As the show’s chief curator, Anastasia Christophilopoulou, explains: “This was born out of the Brexit referendum. A number of us were quite angry.” She laughs wryly. “It felt like a challenge to our own identity. We thought about who we are here in this country, economically, academically and socially, and asked ‘how does this country think differently in relation to central Europe in terms of cultural ideas and phenomena?’ We decided to investigate whether there would be a case to compare what was going on in the Mediterranean centuries ago with today.”
Spurred on by the “Get Brexit Done” election of 2019, a group of geologists, sociologists and experts in antiquity in the UK began to give talks, show films and contemporary art shows to highlight how history tends to be identified in closely defined eras. Historians often refer to epochs and places as, for example, the Peloponnesian war, the Mycenaean civilisation, the Greek and Roman empires. The effect is to give an impression that these eras are unrelated to what came before or after – that they are not part of a historical or cultural continuum.
The exhibition is only one of the group’s weapons. Every object on display tells a story about the way the islanders lived, fought, celebrated the gods, fed themselves and died. In telling these stories, the show highlights the movement of people, including those from Anatolia centuries ago, and in doing so, it foreshadows the migration crisis of recent years, especially the flight of refugees from Syria.
It also explains how, like the sturdily independent Sardinians, they were prepared to trade and share their knowledge without fretting about losing control of their individualism.
Many of the artefacts are freighted with emotion, and poignant for being so small – like the clay figure of a woman, from about 9000BC, giving birth supported by a partner whose legs are wrapped around her waist, arms around her chest.

Data listing:
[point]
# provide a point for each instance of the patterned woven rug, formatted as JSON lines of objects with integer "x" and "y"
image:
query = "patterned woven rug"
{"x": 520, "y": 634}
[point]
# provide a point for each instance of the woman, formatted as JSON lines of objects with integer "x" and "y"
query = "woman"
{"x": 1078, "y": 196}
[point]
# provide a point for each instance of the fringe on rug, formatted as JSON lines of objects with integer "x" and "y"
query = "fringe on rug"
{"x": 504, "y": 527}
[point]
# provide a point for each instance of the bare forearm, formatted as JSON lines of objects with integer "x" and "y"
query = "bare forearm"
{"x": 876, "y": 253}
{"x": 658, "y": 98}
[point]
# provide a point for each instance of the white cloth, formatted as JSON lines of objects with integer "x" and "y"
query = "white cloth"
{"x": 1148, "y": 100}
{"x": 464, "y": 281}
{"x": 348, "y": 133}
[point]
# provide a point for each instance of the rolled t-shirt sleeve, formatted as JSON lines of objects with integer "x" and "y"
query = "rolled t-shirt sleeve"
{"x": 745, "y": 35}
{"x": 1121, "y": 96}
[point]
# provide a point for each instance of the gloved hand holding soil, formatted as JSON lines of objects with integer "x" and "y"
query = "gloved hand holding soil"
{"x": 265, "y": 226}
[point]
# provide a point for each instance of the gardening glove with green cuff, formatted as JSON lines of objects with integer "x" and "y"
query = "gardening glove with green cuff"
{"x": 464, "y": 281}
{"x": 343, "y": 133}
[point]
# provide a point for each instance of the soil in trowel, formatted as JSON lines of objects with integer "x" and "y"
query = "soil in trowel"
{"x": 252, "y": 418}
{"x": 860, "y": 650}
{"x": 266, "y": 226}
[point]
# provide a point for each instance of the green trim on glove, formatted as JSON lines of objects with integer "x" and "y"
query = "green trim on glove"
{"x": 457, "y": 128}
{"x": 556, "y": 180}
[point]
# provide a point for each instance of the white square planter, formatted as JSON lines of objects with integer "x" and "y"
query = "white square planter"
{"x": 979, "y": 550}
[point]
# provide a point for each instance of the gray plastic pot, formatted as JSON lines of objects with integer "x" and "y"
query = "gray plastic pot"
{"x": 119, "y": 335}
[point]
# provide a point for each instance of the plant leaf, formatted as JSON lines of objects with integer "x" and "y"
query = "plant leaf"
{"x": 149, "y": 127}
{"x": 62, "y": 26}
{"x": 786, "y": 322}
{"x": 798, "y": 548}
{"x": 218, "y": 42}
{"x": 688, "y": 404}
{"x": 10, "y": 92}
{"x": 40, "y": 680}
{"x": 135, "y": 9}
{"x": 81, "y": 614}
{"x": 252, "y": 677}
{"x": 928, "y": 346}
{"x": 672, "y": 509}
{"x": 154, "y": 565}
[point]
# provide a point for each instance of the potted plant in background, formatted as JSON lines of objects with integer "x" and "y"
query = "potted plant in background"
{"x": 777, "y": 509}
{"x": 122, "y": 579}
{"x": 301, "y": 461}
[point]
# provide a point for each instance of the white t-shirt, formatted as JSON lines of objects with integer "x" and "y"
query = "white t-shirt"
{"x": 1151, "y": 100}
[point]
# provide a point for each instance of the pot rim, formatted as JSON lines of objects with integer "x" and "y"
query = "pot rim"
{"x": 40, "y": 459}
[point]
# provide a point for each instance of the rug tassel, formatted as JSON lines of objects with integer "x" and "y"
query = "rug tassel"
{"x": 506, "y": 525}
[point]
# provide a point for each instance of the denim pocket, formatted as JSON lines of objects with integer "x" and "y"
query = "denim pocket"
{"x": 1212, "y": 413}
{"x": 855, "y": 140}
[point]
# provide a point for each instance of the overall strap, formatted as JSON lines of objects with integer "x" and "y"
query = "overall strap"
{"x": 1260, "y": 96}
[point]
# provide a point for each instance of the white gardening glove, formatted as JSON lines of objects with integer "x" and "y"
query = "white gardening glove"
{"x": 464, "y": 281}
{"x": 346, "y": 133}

• **REQUIREMENTS**
1 > Reproduce the stretch of the passage on the exhibition from "It also explains" through "of their individualism.".
2 > According to the passage on the exhibition, who is the show's chief curator?
3 > Resume the passage on the exhibition after its last sentence and carry it on.

• **ANSWERS**
1 >
It also explains how, like the sturdily independent Sardinians, they were prepared to trade and share their knowledge without fretting about losing control of their individualism.

2 > Anastasia Christophilopoulou

3 >
What the curator refers to somewhat ungallantly as the “fat mother” is a rounded limestone figure who would have been buried more than 7,000 years ago with pottery vessels, bone tools and necklaces of minute shells.
Along with the figurine of a mother goddess from Sardinia made of marble, with its curiously flat head and angular body, they suggest that the islands were once a matriarchal society.
A mother mourning the death of her son in battle holds up a hand in prayer while she laments his passing. It was cast in bronze between 1000 and 700BC and is an unusual manifestation of a mother’s anguish, rather than the more familiar figurines of impassive gods or heroes. Reaching across the centuries, it has the same emotional jolt as a photograph of a Ukrainian mother weeping for her dead son.
Just as affecting, utterly life-enhancing, is a tiny, crawling baby only 4.8cm long, which had lain hidden for centuries under layers of earth in sacred caves used for carrying out cult activities in Crete. Its copper form is a rare portrayal of anyone that young and, again, speaks of humanity and love.
Amazingly well-preserved clay figures from the Cyprus Iron Age – 2,000 of them – were found in 1929 in an open-air sanctuary used for sacrifices. They include a group of charioteers, mythical creatures, a bull with snakes on its back and a woman with a little animal, perhaps a sign of the importance of farming. Inevitably known as Cyprus’s terracotta army, these are far more diverse and interesting.
Storage containers tell the story of food and how olive oil, wine, raisins, even perfumes were traded between the islands. One container is decorated with birds, animals and mythical creatures, which could be a marketing operation of some kind or maybe the work of an immigrant. The designs are associated with Anatolia, but the geometric shape of the vessel is Cypriot.
Death looms large. There are jars that contained the skeletons of sacrificed children, while bodies of adults were bound and squeezed into what looks like a small clay hip bath, until they decomposed. They were moved into a cave, their bones pushed to one side until the next body arrived.
They were buried with their possessions. An array of fearsome swords accompanied the funerals in Cyprus so that no one could use them in the afterlife, and a complex ceramic pedestal bowl decorated with horned animal heads, a bird and two miniature bowls on the rim shaped like tulips were an indication of the dead person’s status.
Some of the exhibits are there to be marvelled at; a golden diadem, a pendant and an earring from Cyprus, tiny lucky charms, and earrings decorated with the Egyptian god Horus, which were possibly introduced to Sardinia by the Mediterranean’s energetic traders, the Phoenicians, who first settled on the island in the eighth century BC.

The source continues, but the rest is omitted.